DOCUMENT:
Instance-by-instance optimal identity testing

Tuesday, November 12, 2013 - 4:15pm to 5:15pm
3:45pm in 32-G449 (Patil/Kiva)
Paul Valiant, Brown University

The amount of data being routinely processed by computers is exploding, and this puts a new demand on the algorithms community: do our algorithms make efficient use of their data? Many familiar problems can be reexamined in this light to yield significant and practical improvements. A small asymptotic algorithmic improvement, from needing terabytes of data to merely gigabytes, effectively cut costs by a factor of a thousand in a data-driven world.

In this talk we consider a fundamental hypothesis testing problem: given data from a probability distribution, was it drawn from a known distribution P, or from a distribution far from P? Our analysis reveals several distinct features that previous algorithms failed to take advantage of, and culminates by showing that these are essentially all the possible features an algorithm could take advantage of. Namely, we introduce what we call an "instance-by-instance optimal" algorithm and show that our algorithm, when testing against an input distribution P, performs within constant factors of the best possible performance of the best possible algorithm customized for P.

Our analyses introduces a new way of using linear programming duality to automatically analyze a broad class of inequalities that generalizes Cauchy-Schwarz, Holder's inequality, and the monotonicity of Lp norms.

Joint work with Gregory Valiant

PROBLEMS TO SOLVE:
a: Summarize the talk abstract in two sentences.
b: Retype everything in the talk abstract from "In this talk" down to "of Lp norms.".

Outline data
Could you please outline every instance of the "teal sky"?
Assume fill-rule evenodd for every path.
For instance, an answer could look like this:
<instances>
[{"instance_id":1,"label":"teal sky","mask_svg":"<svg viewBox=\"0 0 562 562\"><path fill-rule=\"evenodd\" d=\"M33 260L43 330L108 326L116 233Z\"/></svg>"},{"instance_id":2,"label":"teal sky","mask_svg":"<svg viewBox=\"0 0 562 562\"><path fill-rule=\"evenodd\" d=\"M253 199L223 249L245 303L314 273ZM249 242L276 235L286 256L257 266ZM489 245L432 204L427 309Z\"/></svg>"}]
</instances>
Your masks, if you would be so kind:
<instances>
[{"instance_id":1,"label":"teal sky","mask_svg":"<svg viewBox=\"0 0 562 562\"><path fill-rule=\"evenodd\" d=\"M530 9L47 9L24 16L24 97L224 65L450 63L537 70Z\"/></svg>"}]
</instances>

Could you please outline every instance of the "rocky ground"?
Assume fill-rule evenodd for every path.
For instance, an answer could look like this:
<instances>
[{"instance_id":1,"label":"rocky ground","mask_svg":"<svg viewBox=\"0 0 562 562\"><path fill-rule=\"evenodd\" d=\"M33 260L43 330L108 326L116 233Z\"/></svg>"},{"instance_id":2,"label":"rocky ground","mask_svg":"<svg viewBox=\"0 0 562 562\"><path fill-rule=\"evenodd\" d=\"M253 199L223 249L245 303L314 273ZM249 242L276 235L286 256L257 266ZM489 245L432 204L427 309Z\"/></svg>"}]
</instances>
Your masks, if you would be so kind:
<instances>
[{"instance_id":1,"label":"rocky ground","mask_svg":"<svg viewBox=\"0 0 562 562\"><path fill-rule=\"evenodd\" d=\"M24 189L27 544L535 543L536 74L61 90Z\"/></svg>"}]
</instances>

COMPLETE ANSWERS:
a: The talk abstract considers a fundamental hypothesis testing problem: whether data from a probability distribution was drawn from a known distribution P or from a distribution far from P. It introduces an "instance-by-instance optimal" algorithm that performs within constant factors of the best possible algorithm customized for P, with an analysis that uses linear programming duality to handle a broad class of inequalities generalizing Cauchy-Schwarz, Holder's inequality, and the monotonicity of Lp norms.

b:
In this talk we consider a fundamental hypothesis testing problem: given data from a probability distribution, was it drawn from a known distribution P, or from a distribution far from P? Our analysis reveals several distinct features that previous algorithms failed to take advantage of, and culminates by showing that these are essentially all the possible features an algorithm could take advantage of. Namely, we introduce what we call an "instance-by-instance optimal" algorithm and show that our algorithm, when testing against an input distribution P, performs within constant factors of the best possible performance of the best possible algorithm customized for P.

Our analyses introduces a new way of using linear programming duality to automatically analyze a broad class of inequalities that generalizes Cauchy-Schwarz, Holder's inequality, and the monotonicity of Lp norms.